- **PROBLEM TO WORK ON**
Transcribe the data exactly, pictures excluded.

Data items
--

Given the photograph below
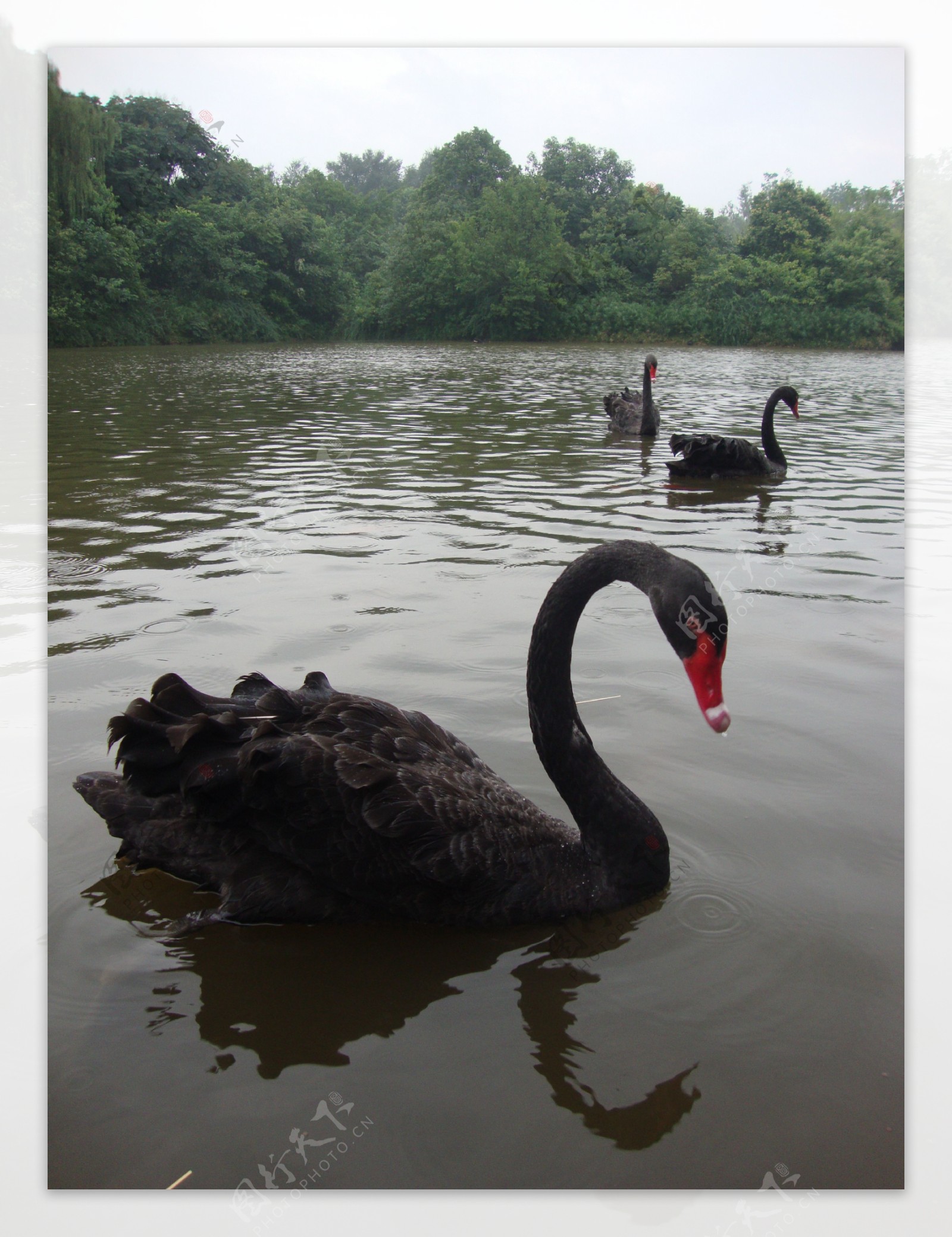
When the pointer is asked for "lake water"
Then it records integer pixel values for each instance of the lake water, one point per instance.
(393, 516)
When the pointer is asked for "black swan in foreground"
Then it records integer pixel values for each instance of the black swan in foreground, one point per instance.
(636, 414)
(318, 804)
(712, 456)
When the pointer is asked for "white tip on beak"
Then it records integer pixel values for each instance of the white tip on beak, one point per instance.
(718, 718)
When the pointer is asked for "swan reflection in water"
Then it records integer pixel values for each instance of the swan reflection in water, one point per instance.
(372, 980)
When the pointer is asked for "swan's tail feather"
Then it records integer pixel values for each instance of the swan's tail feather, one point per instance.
(256, 885)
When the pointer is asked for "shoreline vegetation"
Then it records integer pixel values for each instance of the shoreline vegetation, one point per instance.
(159, 234)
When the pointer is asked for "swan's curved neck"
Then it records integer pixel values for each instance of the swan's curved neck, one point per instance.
(772, 448)
(615, 824)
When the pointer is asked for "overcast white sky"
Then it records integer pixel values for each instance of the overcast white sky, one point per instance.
(703, 121)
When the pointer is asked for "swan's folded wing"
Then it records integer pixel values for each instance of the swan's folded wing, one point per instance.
(378, 793)
(714, 453)
(625, 410)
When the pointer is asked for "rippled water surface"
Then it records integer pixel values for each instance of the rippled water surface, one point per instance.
(393, 516)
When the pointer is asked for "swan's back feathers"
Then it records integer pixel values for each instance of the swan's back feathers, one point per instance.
(627, 414)
(370, 802)
(706, 455)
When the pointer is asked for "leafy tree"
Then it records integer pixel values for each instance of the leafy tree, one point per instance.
(81, 135)
(157, 234)
(162, 158)
(417, 174)
(513, 264)
(367, 173)
(583, 178)
(463, 168)
(787, 222)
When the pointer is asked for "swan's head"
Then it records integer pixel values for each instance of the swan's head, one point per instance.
(691, 614)
(790, 399)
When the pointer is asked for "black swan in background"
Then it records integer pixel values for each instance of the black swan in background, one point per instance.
(636, 414)
(712, 456)
(318, 804)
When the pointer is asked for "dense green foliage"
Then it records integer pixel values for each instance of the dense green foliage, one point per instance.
(159, 234)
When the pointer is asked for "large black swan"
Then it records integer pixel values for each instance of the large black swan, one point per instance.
(318, 804)
(636, 414)
(712, 456)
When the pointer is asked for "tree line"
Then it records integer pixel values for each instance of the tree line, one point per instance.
(161, 234)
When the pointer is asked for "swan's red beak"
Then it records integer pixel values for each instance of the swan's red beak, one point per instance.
(704, 671)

--

- **THE ANSWER**
Given the photograph below
When the pointer is asked for "lake water"
Then it records integer pixel values for each instance of the lake water, one point per instance.
(393, 516)
When the pointer is asked for "black swan in foreground"
Then it records integer pixel values for each instance of the black swan in foreground, one point per instance.
(636, 414)
(318, 804)
(712, 456)
When the pointer is asked for "white tip on beak"
Then it records integer pixel values for each instance of the white tip on beak, one point per instance.
(718, 718)
When the pointer is asked for "swan reflection in water"
Then it records integer pixel values for each instance of the swan reflection in water, one point per instance.
(372, 980)
When the pointer is asked for "swan's tail feather"
Then it records integer pixel values for each instance of the swan's tail feather, one point per instance.
(256, 885)
When the pointer is asked for "shoreline vegetation"
Then it records integer pixel values for each instance of the shoreline vegetation, one point per instance.
(159, 234)
When the pointer is asked for "swan's curved neck"
Then it records integer pixel values for each instance of the swan's curved neck, one point per instance.
(772, 448)
(615, 824)
When the pointer is asked for "overcast white sky"
Then it records integer pixel values for each instance of the overcast white sky, one point per instance.
(703, 121)
When the pointer is asked for "swan's folded wing"
Then it records integer pixel values for each instance of the swan's folded wing, one point per instance.
(378, 793)
(714, 453)
(625, 410)
When the pointer is asked for "rippled water surface"
Then it records integer pixel values for each instance of the rippled water surface, one point per instance.
(393, 516)
When the pointer is asked for "swan's back feathers"
Then it records integer pixel values for each instance of the swan's back feathers, one point per instance.
(627, 414)
(370, 802)
(706, 455)
When the pointer is asked for "leafy tree"
Then it records integer pixel values for each instance of the leafy tree, one point per instance.
(81, 135)
(157, 234)
(162, 158)
(417, 174)
(513, 264)
(367, 173)
(583, 178)
(463, 168)
(787, 222)
When the pointer is asked for "swan's head"
Then it records integer pixel values for each instance of the swan's head, one point per instance.
(691, 614)
(790, 399)
When the pointer is asked for "black swan in background"
Then it records integer pixel values for each instance of the black swan in background, one point per instance.
(636, 414)
(712, 456)
(318, 804)
When the pointer is asked for "dense green foliage"
Then it records integer pixel values for each instance of the dense green foliage, one point per instance.
(159, 234)
When the pointer is asked for "large black swan"
Then it records integer pixel values for each instance of the large black swan, one point per instance.
(318, 804)
(636, 414)
(712, 456)
When the pointer is asked for "tree line"
Then it records integer pixel values for each instance of the tree line, one point per instance.
(161, 234)
When the pointer is asked for "swan's red beak"
Then it records integer pixel values for each instance of the swan's red beak, one point per instance.
(704, 671)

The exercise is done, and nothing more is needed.